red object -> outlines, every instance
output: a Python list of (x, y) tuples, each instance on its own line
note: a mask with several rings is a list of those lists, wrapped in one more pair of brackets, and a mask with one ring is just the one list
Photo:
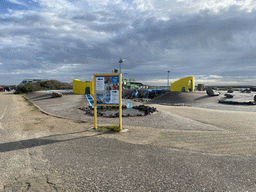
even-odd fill
[(4, 88), (3, 87), (1, 87), (1, 91), (3, 91), (4, 90)]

= = = = = = =

◆ **AIM OF THE TASK**: The lines to write out run from the one containing "note: a mask" through the final line of the material above, both included; write them out exactly, with no pictures.

◆ **ANSWER BELOW**:
note: a mask with several rings is a list of those lists, wrapped in one more pair of brackets, and a mask with one ring is just the one list
Photo:
even-odd fill
[(4, 88), (3, 87), (1, 87), (1, 91), (3, 91), (4, 90)]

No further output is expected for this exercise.